EXERCISES TO COMPLETE -
1: According to the news report on Iran's alleged steel smuggling, where did the opposition group say some of the metal came from before it reached Iran?
2: Extend the news report on Iran's alleged maraging steel smuggling from where it stops.

Associated Press
PARIS - Iran is violating international
agreements by secretly importing an extra-durable
steel for use in its nuclear program, an exiled Iranian opposition group
alleged Thursday.
Some of the group's past information about Iran's nuclear program has proved
accurate. The Iranian government, which says it has no nuclear weapons
program, routinely refuses to respond to its allegations from the
opposition group.
Thursday, the National Council of Resistance of Iran claimed that front
companies for the Iranian regime were smuggling in maraging
steel, an alloy that withstands high stress and heat and can be used to
build centrifuges for uranium enrichment. It also has applications in
regular industry.
"At present, maraging steel is being
smuggled to Iran illegally from other
countries," Mohammed Mohaddessin, head of
the group's foreign affairs committee, told a news conference in Paris.
The group said it did not know exactly how much of the metal was being
brought into Iran. It alleged that some of it
came from Malaysia and was shipped to the United Arab Emirates before reaching Iran.
The Iranian opposition group said research on maraging
steel was being conducted at Malek Ashtar University in Tehran and at other scientific centers
and that the country was close to producing it.

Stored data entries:
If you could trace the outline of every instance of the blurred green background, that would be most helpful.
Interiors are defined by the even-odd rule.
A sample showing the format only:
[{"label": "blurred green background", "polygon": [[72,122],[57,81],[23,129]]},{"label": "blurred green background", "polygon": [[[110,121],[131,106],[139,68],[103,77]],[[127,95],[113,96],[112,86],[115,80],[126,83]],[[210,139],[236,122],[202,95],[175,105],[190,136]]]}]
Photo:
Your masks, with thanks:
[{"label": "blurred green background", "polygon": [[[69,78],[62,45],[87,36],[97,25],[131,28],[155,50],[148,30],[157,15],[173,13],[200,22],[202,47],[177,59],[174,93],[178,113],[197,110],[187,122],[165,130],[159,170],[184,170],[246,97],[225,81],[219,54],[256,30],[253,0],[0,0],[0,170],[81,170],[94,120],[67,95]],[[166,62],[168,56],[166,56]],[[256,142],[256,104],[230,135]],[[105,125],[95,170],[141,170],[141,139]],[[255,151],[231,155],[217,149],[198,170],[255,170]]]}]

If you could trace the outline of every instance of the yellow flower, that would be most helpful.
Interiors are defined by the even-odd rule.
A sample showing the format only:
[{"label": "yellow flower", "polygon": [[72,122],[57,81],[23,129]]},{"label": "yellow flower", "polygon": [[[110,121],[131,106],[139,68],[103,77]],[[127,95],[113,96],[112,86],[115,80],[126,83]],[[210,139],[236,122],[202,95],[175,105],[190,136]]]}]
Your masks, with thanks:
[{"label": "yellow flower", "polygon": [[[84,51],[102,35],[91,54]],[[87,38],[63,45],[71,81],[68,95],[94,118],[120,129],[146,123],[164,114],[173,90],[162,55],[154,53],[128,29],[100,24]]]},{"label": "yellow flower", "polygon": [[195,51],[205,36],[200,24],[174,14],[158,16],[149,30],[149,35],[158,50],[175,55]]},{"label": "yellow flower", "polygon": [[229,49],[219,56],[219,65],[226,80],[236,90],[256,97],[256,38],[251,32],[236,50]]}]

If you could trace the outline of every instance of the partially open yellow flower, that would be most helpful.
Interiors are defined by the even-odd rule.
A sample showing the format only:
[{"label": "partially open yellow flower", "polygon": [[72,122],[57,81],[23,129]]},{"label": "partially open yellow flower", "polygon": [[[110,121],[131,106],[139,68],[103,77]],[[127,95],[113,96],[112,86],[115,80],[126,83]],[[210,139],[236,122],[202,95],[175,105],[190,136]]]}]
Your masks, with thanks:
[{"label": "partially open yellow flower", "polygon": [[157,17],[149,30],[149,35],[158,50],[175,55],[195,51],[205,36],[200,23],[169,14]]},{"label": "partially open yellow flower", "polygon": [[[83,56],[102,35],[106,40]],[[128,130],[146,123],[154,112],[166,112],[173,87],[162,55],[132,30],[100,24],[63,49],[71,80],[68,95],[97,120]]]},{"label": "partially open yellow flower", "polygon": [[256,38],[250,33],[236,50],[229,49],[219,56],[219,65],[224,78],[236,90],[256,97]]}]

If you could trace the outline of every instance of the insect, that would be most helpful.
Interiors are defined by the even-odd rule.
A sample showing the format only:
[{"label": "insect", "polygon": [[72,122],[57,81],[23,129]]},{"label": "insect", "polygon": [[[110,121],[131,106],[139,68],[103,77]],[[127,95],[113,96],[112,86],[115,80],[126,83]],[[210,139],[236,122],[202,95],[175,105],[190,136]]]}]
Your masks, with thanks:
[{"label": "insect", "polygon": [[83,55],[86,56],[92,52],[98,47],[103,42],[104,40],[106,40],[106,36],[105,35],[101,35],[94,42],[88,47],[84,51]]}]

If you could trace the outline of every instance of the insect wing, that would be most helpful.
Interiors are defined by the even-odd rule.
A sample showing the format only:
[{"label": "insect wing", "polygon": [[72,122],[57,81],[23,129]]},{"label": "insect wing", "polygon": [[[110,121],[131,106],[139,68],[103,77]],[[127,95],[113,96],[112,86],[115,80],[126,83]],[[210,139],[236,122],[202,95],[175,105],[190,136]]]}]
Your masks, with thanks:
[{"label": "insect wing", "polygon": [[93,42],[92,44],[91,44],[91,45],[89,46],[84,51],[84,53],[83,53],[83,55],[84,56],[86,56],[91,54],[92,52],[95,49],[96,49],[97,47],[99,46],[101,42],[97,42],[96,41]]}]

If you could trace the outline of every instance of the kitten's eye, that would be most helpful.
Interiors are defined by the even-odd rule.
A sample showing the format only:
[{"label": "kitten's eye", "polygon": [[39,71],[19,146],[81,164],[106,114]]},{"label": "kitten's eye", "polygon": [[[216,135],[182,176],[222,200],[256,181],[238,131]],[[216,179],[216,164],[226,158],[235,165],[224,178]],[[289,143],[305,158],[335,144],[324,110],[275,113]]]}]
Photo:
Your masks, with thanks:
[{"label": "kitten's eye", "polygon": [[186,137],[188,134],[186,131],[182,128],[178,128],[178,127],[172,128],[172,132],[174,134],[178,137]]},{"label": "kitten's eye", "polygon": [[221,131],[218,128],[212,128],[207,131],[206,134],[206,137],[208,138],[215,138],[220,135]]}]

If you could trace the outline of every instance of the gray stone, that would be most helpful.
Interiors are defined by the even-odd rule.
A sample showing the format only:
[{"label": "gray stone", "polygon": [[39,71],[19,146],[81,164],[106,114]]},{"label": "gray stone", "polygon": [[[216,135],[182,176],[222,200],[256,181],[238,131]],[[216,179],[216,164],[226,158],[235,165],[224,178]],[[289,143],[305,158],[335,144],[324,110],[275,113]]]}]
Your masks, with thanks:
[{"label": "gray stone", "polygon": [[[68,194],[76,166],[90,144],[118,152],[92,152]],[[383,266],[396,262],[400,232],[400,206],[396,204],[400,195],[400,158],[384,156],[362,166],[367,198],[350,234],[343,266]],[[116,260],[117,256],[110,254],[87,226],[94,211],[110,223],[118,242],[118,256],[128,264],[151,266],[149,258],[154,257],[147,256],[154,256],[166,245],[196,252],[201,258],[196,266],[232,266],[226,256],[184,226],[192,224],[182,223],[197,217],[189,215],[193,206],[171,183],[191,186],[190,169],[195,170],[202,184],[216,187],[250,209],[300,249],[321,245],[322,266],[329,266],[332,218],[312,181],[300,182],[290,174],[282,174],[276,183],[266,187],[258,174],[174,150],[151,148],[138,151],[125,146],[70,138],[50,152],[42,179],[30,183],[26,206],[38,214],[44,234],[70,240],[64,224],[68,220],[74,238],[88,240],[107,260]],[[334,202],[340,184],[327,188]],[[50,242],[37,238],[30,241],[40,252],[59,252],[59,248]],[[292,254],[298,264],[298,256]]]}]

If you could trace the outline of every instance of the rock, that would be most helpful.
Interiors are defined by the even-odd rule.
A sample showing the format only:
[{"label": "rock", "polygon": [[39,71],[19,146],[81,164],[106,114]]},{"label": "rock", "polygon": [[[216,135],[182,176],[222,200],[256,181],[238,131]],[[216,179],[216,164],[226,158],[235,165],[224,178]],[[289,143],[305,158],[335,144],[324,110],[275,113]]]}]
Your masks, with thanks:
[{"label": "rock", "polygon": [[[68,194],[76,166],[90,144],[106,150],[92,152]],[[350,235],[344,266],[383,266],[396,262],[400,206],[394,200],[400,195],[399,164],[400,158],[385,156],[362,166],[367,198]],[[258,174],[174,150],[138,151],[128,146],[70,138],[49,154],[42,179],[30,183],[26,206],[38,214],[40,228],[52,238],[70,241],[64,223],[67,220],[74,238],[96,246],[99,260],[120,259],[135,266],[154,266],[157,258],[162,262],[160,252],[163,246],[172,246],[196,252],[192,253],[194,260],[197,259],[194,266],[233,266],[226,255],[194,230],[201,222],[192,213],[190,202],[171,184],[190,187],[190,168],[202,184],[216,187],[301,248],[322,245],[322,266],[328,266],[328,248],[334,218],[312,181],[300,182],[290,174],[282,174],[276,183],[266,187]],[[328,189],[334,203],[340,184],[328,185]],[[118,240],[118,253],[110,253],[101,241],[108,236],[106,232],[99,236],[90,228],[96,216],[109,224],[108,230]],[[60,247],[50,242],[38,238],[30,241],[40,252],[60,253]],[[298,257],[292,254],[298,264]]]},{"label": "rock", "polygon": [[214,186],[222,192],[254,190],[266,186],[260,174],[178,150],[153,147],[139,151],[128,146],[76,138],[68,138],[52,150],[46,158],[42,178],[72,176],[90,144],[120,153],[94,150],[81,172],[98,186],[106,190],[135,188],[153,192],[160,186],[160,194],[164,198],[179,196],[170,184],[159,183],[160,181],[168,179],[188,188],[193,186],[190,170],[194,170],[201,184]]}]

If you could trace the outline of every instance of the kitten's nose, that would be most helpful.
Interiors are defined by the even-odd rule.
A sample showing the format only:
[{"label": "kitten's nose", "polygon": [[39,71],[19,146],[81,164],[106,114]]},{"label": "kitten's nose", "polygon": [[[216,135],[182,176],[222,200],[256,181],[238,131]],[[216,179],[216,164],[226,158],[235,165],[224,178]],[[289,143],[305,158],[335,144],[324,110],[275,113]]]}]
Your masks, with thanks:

RESPONSES -
1: It came from Malaysia and was shipped through the United Arab Emirates.

2:
The group said it had informed the International Atomic Energy Agency, the
U.N. nuclear watchdog agency, of its findings.
Melissa Fleming, a spokeswoman for the Vienna-based agency, said its
experts "will review the claims to see if there's anything to
them." She declined to elaborate.
Maraging steel is on a list of goods to be
subject to export controls because they could be used for nuclear purposes.
If Iran is importing maraging
steel, it has a responsibility to disclose it, said Joseph Cirincione of the Carnegie Endowment for International
Peace.
Should the allegations prove true, Cirincione
said, they show that "Iran is still violating its treaty
obligations, and that the nuclear black market is alive and well, still
supplying these materials to countries that seek them."
The opposition group said Iran was also using maraging steel to build nuclear bomb casings. But Cirincione said that using such a
tough steel for that purpose was unnecessary.